[Collection entries]
↓
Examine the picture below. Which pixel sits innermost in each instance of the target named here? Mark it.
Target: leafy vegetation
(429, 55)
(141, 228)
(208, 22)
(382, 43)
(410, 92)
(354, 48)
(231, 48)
↑
What you return must match the data word for word.

* [FINAL ANSWER]:
Examine the picture below. Which pixel sits innermost in each instance of the target named here? Mark it.
Target: leafy vegetation
(429, 55)
(141, 228)
(208, 22)
(382, 43)
(410, 92)
(354, 48)
(231, 48)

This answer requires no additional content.